#### Document segment ####
The California man says
he did not intend
to offend Hawaiians

LOS ANGELES » A man who tried to sell the 200-year-old skull of a native Hawaiian warrior on eBay was sentenced yesterday to 600 hours of community service and ordered to publish an apology in several Hawaii newspapers.

Jerry David Hasson of Huntington Beach must also pay more than $13,000 and post the same apology on an eBay bulletin board dedicated to archaeological memorabilia.

Hasson pleaded guilty in January to a federal charge of engaging in interstate commerce with illegally unearthed archaeological items.

Hasson, 56, told U.S. District Judge Howard Matz that he tried to sell the skull because he had been diagnosed with cancer and needed more money.

"I wasn't aware, I wasn't knowledgeable about how Hawaiians feel about native remains," Hasson said in court.
#### Information ####
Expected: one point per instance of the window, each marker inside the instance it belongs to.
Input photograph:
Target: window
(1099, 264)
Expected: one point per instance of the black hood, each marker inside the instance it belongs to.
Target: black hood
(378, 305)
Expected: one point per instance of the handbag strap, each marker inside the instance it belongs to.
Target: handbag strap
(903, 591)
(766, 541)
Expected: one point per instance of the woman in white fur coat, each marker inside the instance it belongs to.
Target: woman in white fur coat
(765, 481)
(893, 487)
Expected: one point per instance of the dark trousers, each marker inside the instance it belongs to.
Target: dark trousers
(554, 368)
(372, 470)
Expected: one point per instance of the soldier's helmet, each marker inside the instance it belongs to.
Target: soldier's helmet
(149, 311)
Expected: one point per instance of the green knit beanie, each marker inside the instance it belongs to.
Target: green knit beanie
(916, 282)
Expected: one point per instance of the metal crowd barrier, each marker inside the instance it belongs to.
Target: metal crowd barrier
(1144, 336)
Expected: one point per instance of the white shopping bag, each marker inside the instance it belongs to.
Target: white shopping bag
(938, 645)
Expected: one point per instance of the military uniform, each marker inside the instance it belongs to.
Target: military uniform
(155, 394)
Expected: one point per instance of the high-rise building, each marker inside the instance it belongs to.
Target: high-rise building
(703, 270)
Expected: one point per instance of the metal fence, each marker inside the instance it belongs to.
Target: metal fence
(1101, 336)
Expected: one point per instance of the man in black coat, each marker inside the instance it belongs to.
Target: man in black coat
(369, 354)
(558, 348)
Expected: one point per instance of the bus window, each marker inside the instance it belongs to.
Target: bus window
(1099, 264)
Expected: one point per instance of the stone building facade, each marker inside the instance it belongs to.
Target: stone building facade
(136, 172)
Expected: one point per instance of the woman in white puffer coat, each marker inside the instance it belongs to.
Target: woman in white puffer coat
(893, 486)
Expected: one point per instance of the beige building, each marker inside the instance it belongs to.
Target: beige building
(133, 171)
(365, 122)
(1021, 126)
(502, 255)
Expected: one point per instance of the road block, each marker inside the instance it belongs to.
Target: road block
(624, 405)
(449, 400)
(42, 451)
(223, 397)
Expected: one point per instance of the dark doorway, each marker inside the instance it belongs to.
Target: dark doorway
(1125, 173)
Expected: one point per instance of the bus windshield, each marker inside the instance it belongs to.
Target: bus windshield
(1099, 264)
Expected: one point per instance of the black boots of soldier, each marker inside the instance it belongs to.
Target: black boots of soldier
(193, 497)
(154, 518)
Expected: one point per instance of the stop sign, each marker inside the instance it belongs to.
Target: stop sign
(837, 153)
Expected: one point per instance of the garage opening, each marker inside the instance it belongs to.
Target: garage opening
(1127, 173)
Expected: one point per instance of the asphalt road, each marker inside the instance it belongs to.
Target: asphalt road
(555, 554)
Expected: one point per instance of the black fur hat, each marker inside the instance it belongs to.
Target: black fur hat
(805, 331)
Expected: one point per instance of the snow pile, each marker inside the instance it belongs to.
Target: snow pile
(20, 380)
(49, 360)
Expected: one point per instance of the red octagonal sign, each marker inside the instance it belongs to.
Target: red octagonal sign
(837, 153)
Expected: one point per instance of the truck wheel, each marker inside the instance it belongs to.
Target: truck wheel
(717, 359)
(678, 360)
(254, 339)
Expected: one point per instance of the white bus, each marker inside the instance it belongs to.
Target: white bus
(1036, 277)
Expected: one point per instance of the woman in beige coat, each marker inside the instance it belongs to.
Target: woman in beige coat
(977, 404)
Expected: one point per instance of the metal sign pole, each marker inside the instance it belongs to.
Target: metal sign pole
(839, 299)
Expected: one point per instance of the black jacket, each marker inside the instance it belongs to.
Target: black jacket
####
-- What is being asked --
Copy word for word the part of the news story above about the skull sale between "The California man" and "unearthed archaeological items.", inclusive.

-- Exercise result --
The California man says
he did not intend
to offend Hawaiians

LOS ANGELES » A man who tried to sell the 200-year-old skull of a native Hawaiian warrior on eBay was sentenced yesterday to 600 hours of community service and ordered to publish an apology in several Hawaii newspapers.

Jerry David Hasson of Huntington Beach must also pay more than $13,000 and post the same apology on an eBay bulletin board dedicated to archaeological memorabilia.

Hasson pleaded guilty in January to a federal charge of engaging in interstate commerce with illegally unearthed archaeological items.